-- Data provided start --

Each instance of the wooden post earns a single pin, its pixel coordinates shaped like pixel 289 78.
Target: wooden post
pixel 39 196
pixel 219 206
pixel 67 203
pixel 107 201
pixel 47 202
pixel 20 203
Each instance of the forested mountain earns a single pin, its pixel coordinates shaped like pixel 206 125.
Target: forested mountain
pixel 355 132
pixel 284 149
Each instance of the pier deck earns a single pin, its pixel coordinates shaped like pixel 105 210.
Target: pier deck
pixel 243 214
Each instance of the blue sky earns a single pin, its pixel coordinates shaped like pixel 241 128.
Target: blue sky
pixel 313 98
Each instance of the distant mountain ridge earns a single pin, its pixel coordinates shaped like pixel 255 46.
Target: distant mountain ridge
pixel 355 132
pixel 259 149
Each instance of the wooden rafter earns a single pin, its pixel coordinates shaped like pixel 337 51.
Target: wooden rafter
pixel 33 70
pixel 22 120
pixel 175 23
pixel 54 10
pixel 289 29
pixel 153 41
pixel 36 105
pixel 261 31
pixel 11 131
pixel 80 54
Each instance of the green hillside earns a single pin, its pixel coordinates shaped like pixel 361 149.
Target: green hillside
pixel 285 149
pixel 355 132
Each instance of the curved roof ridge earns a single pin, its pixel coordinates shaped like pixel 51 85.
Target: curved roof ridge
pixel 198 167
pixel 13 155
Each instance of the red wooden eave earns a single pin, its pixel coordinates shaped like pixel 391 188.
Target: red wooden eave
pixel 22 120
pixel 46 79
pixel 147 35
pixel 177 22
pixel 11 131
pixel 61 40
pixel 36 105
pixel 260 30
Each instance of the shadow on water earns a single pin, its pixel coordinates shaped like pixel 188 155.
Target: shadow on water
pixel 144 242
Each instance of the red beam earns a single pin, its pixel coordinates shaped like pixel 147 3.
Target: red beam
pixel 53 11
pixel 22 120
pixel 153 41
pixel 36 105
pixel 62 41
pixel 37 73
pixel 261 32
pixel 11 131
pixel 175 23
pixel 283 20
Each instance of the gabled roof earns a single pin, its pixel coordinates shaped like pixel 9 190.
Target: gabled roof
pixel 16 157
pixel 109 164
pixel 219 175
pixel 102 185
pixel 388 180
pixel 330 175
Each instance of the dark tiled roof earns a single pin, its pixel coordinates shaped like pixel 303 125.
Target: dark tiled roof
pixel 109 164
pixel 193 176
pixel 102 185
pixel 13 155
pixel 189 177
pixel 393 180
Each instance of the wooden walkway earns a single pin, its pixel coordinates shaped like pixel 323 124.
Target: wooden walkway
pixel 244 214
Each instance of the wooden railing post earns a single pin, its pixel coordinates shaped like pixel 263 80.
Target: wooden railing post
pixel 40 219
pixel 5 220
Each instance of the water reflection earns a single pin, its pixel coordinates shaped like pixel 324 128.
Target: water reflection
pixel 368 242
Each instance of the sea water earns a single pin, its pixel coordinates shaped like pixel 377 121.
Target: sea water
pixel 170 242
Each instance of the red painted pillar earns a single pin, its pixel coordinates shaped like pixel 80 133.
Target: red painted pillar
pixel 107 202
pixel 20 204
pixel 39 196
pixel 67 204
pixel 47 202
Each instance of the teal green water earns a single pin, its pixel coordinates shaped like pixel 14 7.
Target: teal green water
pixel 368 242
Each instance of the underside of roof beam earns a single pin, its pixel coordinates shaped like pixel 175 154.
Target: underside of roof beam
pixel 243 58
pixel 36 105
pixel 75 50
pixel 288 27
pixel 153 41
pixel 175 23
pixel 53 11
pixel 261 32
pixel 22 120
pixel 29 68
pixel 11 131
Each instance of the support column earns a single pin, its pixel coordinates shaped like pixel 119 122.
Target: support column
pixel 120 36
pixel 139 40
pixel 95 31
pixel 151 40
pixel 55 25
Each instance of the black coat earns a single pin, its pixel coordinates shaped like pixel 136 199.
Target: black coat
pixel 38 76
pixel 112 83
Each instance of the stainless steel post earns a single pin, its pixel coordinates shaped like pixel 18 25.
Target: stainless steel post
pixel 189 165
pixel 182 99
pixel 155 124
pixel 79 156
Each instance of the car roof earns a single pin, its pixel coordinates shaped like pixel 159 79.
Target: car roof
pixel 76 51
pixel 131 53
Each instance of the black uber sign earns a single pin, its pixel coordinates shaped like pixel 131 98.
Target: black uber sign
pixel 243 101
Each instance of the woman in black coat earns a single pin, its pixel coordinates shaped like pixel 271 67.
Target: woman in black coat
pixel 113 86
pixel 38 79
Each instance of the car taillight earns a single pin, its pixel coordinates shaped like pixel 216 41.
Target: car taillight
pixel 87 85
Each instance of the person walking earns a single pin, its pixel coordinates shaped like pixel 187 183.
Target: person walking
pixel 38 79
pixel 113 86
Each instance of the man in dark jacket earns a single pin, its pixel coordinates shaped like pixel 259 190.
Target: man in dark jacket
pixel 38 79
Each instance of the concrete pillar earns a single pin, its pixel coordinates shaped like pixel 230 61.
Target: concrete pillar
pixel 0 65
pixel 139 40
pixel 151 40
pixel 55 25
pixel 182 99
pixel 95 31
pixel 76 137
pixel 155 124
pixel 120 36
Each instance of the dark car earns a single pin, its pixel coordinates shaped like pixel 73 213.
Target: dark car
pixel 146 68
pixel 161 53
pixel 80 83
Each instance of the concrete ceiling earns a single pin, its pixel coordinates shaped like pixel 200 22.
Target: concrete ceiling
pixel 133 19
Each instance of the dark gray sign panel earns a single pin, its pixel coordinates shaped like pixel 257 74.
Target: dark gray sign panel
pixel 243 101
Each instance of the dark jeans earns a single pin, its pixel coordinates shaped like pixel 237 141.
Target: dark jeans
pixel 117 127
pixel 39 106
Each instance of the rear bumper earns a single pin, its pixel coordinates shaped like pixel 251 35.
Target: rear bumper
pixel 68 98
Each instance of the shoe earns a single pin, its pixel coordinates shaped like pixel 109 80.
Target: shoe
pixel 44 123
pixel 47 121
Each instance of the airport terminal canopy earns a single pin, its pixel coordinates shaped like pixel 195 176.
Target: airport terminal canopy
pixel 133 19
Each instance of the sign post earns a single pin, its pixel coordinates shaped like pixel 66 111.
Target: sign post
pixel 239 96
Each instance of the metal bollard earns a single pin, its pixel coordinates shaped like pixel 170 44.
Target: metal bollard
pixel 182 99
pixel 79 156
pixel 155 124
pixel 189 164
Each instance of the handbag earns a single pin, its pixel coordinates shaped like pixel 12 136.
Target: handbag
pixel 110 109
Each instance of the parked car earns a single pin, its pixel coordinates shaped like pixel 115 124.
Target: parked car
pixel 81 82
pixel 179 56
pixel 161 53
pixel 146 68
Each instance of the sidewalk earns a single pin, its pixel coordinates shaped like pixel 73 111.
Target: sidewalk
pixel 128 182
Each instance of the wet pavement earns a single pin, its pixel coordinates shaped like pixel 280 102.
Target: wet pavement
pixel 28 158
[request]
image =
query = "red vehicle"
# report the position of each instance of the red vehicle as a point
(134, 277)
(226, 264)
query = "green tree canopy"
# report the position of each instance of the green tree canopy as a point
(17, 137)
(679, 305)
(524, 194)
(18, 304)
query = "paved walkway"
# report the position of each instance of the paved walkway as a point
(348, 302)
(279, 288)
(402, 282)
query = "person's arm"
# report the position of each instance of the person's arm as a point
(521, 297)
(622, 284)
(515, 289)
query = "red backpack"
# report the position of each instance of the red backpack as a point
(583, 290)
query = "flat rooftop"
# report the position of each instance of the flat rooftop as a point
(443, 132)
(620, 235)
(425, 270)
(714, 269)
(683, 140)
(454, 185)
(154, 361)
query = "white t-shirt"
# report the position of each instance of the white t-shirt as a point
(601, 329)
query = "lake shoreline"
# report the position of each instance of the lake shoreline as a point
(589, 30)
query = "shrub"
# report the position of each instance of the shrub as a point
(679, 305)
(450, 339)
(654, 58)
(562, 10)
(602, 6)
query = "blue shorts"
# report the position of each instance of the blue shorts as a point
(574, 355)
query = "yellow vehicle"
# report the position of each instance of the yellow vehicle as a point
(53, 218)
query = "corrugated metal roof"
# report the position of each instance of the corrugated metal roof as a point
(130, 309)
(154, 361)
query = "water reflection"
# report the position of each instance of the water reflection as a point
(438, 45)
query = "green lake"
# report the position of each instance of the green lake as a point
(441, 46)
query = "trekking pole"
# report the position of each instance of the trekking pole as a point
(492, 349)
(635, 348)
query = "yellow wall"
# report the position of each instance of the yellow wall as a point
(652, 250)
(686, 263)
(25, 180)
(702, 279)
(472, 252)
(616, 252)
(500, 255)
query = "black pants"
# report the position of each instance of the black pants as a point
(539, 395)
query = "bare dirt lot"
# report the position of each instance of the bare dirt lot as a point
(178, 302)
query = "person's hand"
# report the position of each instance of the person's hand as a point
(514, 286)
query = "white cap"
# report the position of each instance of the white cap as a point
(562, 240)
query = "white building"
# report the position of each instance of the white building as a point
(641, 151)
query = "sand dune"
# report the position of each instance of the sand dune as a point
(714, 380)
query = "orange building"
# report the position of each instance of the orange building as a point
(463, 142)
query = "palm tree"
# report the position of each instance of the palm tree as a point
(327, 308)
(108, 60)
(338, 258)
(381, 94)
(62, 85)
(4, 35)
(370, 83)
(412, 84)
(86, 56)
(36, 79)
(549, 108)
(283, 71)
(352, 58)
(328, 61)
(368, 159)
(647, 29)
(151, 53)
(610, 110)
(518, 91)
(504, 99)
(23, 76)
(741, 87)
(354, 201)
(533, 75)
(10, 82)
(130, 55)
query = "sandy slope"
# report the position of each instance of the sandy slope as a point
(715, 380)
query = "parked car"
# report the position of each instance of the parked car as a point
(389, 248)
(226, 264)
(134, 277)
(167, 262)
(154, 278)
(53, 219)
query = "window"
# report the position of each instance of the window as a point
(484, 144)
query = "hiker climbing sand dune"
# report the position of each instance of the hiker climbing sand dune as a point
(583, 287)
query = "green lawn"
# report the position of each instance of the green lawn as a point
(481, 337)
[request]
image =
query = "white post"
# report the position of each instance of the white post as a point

-- Data provided end --

Write out the lines above without any change, starting at the line that contains "Each instance of the underside" and ending at the line that contains "pixel 131 53", with both of those lines included.

### [Answer for the task]
Each instance of the underside of roof beam earns a single pin, its pixel coordinates shaped like pixel 175 154.
Target: underside of roof beam
pixel 243 58
pixel 36 105
pixel 75 50
pixel 288 27
pixel 153 41
pixel 175 23
pixel 53 11
pixel 261 32
pixel 22 120
pixel 29 68
pixel 11 131
Each instance of the support column earns a single pin, its pixel coordinates shaped like pixel 119 122.
Target: support column
pixel 120 36
pixel 139 40
pixel 95 31
pixel 151 40
pixel 55 25
Each instance of the black coat earns a single pin, its pixel coordinates shaped like pixel 136 199.
Target: black coat
pixel 38 76
pixel 112 83
Each instance of the stainless steel post earns a single pin, its pixel coordinates shaped like pixel 18 25.
Target: stainless steel post
pixel 189 165
pixel 182 99
pixel 155 124
pixel 79 156
Each instance of the car roof earns a single pin, its pixel coordinates shaped like pixel 159 79.
Target: car roof
pixel 76 51
pixel 131 53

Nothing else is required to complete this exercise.